Section 9. Stock Options. During this Agreement's term, the Employee will
be entitled to participate in and receive the benefits of any stock option,
profit sharing, or other plans, benefits, and privileges given to employees and
executives of the Bank or its subsidiaries and affiliates that may come into
existence to the extent commensurate with the Employee's then duties and
responsibilities, as fixed by the Bank's Board of Directors or any Committee of
the Board or of the Bank selected for this purpose; and, to the extent the
Employee is otherwise eligible and qualifies, to so participate in and receive
these benefits or privileges. The Bank shall not make any changes in these
plans, benefits or privileges that would adversely affect the Employee's rights
or benefits unless the change occurs pursuant to a program applicable to all
Bank executive officers and does not result in a proportionately greater adverse
change in the rights of or benefits to the Employee as compared with any other
Bank executive officer. Nothing paid to the Employee under any plan or
arrangement presently in effect or made available in the future shall be deemed
to be in lieu of the salary payable to the Employee pursuant to Section 5.

Dataset content —
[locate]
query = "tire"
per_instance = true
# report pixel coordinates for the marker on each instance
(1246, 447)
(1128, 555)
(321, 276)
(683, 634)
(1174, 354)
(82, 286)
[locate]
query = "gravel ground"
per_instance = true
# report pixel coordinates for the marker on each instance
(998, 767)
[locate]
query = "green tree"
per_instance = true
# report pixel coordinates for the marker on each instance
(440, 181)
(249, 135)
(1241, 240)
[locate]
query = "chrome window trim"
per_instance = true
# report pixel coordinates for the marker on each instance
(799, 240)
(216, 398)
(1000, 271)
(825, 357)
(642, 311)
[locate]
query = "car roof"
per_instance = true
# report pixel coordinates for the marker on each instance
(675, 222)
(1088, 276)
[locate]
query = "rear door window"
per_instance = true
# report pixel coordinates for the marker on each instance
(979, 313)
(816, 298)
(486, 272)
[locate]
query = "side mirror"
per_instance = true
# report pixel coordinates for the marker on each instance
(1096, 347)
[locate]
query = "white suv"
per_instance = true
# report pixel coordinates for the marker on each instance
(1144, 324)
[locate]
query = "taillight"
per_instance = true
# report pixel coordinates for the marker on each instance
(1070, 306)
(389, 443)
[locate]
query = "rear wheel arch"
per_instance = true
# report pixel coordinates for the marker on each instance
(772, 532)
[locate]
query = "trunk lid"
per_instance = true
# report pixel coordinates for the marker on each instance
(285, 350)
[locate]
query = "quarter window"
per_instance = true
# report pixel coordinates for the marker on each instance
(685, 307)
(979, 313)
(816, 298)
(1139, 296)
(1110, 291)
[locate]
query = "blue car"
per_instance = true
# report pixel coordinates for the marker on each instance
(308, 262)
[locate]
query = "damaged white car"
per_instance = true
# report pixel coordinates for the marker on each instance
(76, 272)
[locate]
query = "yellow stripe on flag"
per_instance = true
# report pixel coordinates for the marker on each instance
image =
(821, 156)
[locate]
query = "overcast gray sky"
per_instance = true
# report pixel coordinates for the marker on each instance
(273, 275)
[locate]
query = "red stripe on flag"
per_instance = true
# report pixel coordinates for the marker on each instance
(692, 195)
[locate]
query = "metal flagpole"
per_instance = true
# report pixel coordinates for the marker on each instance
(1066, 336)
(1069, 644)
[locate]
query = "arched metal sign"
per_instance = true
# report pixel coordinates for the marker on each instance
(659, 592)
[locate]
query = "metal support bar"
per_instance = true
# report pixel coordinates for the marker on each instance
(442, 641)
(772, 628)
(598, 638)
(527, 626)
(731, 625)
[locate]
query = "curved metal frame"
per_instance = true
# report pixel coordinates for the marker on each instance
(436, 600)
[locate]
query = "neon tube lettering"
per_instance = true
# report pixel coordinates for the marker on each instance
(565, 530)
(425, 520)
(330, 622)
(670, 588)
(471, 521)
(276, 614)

What you will do —
Please copy out the stock options section in full, word for word.

Output below —
Section 9. Stock Options. During this Agreement's term, the Employee will
be entitled to participate in and receive the benefits of any stock option,
profit sharing, or other plans, benefits, and privileges given to employees and
executives of the Bank or its subsidiaries and affiliates that may come into
existence to the extent commensurate with the Employee's then duties and
responsibilities, as fixed by the Bank's Board of Directors or any Committee of
the Board or of the Bank selected for this purpose; and, to the extent the
Employee is otherwise eligible and qualifies, to so participate in and receive
these benefits or privileges. The Bank shall not make any changes in these
plans, benefits or privileges that would adversely affect the Employee's rights
or benefits unless the change occurs pursuant to a program applicable to all
Bank executive officers and does not result in a proportionately greater adverse
change in the rights of or benefits to the Employee as compared with any other
Bank executive officer. Nothing paid to the Employee under any plan or
arrangement presently in effect or made available in the future shall be deemed
to be in lieu of the salary payable to the Employee pursuant to Section 5.